I realize that the link between a progressive style or compositional technique and the tenets of Maestro Stravinsky’s “execution” seem tenuous—even to me—and of course there is much more to post-modern musical esthetics than a simple embracing of dissonance, but what I return to, time and again, is a slight mistrust of the common idea (succinctly expressed above) that there is a prevailing message in a piece of music delivered by the god-like and unquestioned judgment and direction of the Composer. Whether or not this feeling is connected to my move toward a more conservative milieu, re-embracing, in the words of Mr. Haskins, “the grand tradition of eighteenth- and nineteenth-century music…in a manner that seems at once defiant and heroic,” is a question that I cannot truly answer, lacking both the space and the insight to do so, but I would like to explore another line of thought regarding the role of the performer of new music.
The fact that a piece of music is a work of art which must be constantly recreated is no new discovery; many of the arts require this relaunching, as it were, for the artistic item to exist. A painting or a photograph will always exist, even shut away in a closet, store room, attic, or drawer. A musical score, however, is not the same thing; it is truly a set of instructions for making the work of art anew. (Of course, even paintings or photographs change subtly over time, and it goes without saying that they are—or can be—different for every viewer who sees them or era that is confronted with them, but that is an issue for another meditation.) Given this circumstance, I am somewhat amazed that any composer, much less one as gifted as Stravinsky, would choose to chastise the performers of his time; my feeling is that in some alchemical way, the performer becomes (or should become) the artist every time he takes up his instrument, whether alone or with a group of fellows, and forbidding the performer from investing the work with his own feelings or interpretation—well, I am afraid it seems somewhat foolish. (Naturally, the wicked half of me is tempted to ponder just what the Russian Master thought he was doing with Pulcinella. Was that “execution” or “interpretation”? Not fair, I know, so I have forborne that set of stairs just now.)
I will not be disingenuous and claim that I do not understand what was bothering Stravinsky, at least in part. He mentions, in his catalog of sins against music, the oral tradition that dictated “…it follows that a crescendo, as we all know, is always accompanied by a speeding up of movement, while a slowing down never fails to accompany a diminuendo. The superfluous is refined upon…great pride is taken in perfecting useless nuances—a concern that usually goes hand in hand with inaccurate rhythm.” My first piano teacher was an older lady who probably was instructed in just such a tradition, and I well remember being taught—by example rather than by deciphering the notated rhythm—to play MacDowell’s “Scotch Poem” with a rhythmic abandon that resulted, as I only discovered later in my studies, in astonishing metric faults but was no doubt meant to be impressive in the most romantic, vitalist sense. As for the pairing of tempo with dynamics, that tradition is alive and well today, if the evidence of amateur piano recitals and YouTube videos is at all reliable.
But why go so far beyond correcting these lapses that are, really, not much more than evidence of the overwhelming changes in taste that erupted after the Great War, and promptly bludgeoned into conformity everything that remained after World War II? Perhaps, at the bottom of things, this move toward strict execution is part of the reason that computer-generated music and performances by computer have become so widely acceptable in our time. Unfortunately, I miss the soul of the artist when a piece is simply “executed,” whether that be by a person in agreement with Stravinsky’s precepts, or simply under the compositional thumb, as it were.

**DATASET EXTRACT**
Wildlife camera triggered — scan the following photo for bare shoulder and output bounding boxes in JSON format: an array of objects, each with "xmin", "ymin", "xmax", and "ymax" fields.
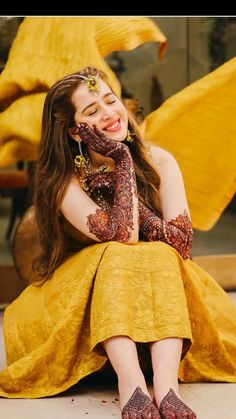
[{"xmin": 149, "ymin": 144, "xmax": 176, "ymax": 169}]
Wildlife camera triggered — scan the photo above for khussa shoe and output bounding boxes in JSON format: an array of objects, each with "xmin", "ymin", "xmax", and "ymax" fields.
[
  {"xmin": 121, "ymin": 387, "xmax": 161, "ymax": 419},
  {"xmin": 159, "ymin": 388, "xmax": 197, "ymax": 419}
]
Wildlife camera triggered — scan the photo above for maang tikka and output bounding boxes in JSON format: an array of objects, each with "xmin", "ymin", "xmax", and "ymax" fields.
[{"xmin": 79, "ymin": 74, "xmax": 100, "ymax": 95}]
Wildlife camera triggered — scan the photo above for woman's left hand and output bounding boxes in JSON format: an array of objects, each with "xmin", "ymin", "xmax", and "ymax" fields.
[{"xmin": 75, "ymin": 124, "xmax": 129, "ymax": 158}]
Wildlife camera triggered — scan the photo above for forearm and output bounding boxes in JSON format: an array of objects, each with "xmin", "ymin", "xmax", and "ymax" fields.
[
  {"xmin": 139, "ymin": 202, "xmax": 193, "ymax": 259},
  {"xmin": 88, "ymin": 150, "xmax": 138, "ymax": 242}
]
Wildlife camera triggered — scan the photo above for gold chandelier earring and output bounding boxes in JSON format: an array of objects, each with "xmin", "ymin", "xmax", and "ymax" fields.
[
  {"xmin": 74, "ymin": 141, "xmax": 86, "ymax": 169},
  {"xmin": 125, "ymin": 129, "xmax": 135, "ymax": 143}
]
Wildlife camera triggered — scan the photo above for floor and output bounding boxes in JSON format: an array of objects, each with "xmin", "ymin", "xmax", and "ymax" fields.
[{"xmin": 0, "ymin": 200, "xmax": 236, "ymax": 419}]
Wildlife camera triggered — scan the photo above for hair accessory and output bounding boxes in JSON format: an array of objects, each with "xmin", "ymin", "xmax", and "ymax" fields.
[{"xmin": 79, "ymin": 74, "xmax": 100, "ymax": 95}]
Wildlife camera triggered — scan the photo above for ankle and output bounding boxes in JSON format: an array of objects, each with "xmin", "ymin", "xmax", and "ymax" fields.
[
  {"xmin": 153, "ymin": 375, "xmax": 181, "ymax": 406},
  {"xmin": 118, "ymin": 375, "xmax": 150, "ymax": 409}
]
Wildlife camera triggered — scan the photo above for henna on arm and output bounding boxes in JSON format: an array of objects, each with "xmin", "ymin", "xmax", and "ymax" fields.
[
  {"xmin": 75, "ymin": 125, "xmax": 138, "ymax": 242},
  {"xmin": 139, "ymin": 201, "xmax": 193, "ymax": 259}
]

**AIM OF THE EXERCISE**
Resume the essay on Stravinsky and the performer's role above, starting right after its last sentence.

**FINAL RESULT**
Over the past few years I have moved closer and closer to the idea that it is the performer’s duty to dig, search, explore, and interpret, and if that results in some of the nuances that Stravinsky fears, they are certainly far from useless. I have written in this space previously about the great pleasure provided by both performers and audiences who bring their own thoughts to a piece of mine; I suppose it seems strange to say that another’s observations might bring to life a piece that I wrote, but it has often been so. Rob Haskins (again, the source of so much thoughtfulness and kindness in my life) once called my growing philosophy “self-effacement in composition,” and the more I think about it, the more rational this idea becomes. Of course, this calls for nothing so drastic as Mahler’s “Destroy me, that I may forget who I am,” but I do, as some already know, plead the case for performers cutting their own paths, writing their own scenarios, and digging as deeply as possible to find the heart of a work—not what the composer says, but rather what is actually there (or not there).
My personal zenith of compositional instruction was probably reached with either the prologue to The Miracles of Monsanvierge, or the small fantasy for piano, Three Russian Songs. The latter, in particular, is so covered with directions that it appears at first glance to be an exercise in outdoing Satie, until one realizes that the meticulous and page-crowding instructions are actually meant to be followed, and to produce, one hopes, a relentless sort of hyper-romantic rubato effect that would, in previous times, have been left to the performer. I am almost embarrassed when I look at the score now, but I am not going to go back and change it for the sake of any delicate sensibilities, much less my own.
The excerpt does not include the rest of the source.